Extrait présenté ->
──────────────────────────────

Une économie “riche et productive”
Mais revenons au fédéral. Moody’s, en décembre dernier, évoquait ainsi un profil de crédit de la Belgique “soutenu par son économie diversifiée et bien équilibrée.” Selon l’agence basée à New York, “l’économie résiliente et un cadre institutionnel solide sont les principaux atouts de la Belgique”, même si “l’endettement sensiblement plus élevé du pays constitue un défi majeur.”
Même son de cloche du côté de Standard&Poor’s pour qui notre pays a “une économie riche et productive dotée d’institutions solides.” Et ce, même en “tenant compte des risques pour la croissance et de l’importante dette publique du pays, ainsi que des problèmes budgétaires suite aux retombées du conflit Russie-Ukraine.”
Comment expliquer cette relative zenitude des agences face à un pays, le nôtre, dont le déficit public est le plus élevé au sein de la zone euro ?

──────────────────────────────

Données ->
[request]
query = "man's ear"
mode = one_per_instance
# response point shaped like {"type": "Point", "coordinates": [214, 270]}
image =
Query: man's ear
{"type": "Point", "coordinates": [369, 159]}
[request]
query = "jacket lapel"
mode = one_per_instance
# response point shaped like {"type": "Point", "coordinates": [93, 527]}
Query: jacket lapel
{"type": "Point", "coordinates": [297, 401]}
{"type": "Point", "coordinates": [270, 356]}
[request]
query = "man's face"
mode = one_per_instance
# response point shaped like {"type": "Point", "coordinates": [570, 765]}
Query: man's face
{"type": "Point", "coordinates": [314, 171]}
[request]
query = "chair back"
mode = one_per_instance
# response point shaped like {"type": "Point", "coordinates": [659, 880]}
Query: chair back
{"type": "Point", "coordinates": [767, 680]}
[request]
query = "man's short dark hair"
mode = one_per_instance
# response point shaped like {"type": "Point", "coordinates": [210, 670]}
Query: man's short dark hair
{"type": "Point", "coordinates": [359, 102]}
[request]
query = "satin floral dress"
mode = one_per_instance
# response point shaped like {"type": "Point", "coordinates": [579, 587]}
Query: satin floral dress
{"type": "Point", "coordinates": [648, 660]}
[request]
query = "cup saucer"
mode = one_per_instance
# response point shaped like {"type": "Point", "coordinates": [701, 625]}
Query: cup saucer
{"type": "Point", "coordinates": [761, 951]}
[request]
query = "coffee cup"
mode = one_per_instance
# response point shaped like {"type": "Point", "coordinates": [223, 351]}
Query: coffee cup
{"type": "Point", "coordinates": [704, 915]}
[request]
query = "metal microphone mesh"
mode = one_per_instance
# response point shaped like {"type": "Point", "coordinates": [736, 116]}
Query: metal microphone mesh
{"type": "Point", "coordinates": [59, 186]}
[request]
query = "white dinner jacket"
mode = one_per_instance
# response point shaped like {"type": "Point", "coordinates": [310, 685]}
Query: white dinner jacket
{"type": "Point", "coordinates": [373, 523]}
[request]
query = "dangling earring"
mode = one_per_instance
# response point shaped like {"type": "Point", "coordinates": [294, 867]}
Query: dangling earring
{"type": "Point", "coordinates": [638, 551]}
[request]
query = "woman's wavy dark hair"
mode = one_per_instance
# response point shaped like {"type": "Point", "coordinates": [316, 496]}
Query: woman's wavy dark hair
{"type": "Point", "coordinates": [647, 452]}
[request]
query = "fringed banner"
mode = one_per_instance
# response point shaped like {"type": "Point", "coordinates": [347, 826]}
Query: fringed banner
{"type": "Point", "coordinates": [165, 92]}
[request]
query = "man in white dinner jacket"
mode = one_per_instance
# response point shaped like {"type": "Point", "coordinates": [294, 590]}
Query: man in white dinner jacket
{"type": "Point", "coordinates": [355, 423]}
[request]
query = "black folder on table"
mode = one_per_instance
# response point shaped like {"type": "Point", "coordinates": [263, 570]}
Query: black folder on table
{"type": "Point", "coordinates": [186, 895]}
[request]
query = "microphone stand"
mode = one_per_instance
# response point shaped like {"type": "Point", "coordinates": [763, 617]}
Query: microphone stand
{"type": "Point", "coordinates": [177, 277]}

──────────────────────────────

Consigne 1 -> Après avoir pris connaissance des données, résumez l'extrait en trois phrases.
Consigne 2 -> Recopiez le passage de l'extrait qui commence par « Même son de » et se poursuit jusqu'à « zone euro ? ».

Zone de réponse 1 -> Pour Moody's, le profil de crédit de la Belgique repose sur une économie diversifiée et résiliente et sur un cadre institutionnel solide, même si son endettement sensiblement plus élevé constitue un défi majeur. Standard&Poor's décrit de même une économie riche et productive dotée d'institutions solides, en tenant compte des risques pour la croissance, de l'importante dette publique et des problèmes budgétaires liés au conflit Russie-Ukraine. L'extrait s'interroge sur cette relative zenitude des agences envers un pays dont le déficit public est le plus élevé de la zone euro.

Zone de réponse 2 ->
Même son de cloche du côté de Standard&Poor’s pour qui notre pays a “une économie riche et productive dotée d’institutions solides.” Et ce, même en “tenant compte des risques pour la croissance et de l’importante dette publique du pays, ainsi que des problèmes budgétaires suite aux retombées du conflit Russie-Ukraine.”
Comment expliquer cette relative zenitude des agences face à un pays, le nôtre, dont le déficit public est le plus élevé au sein de la zone euro ?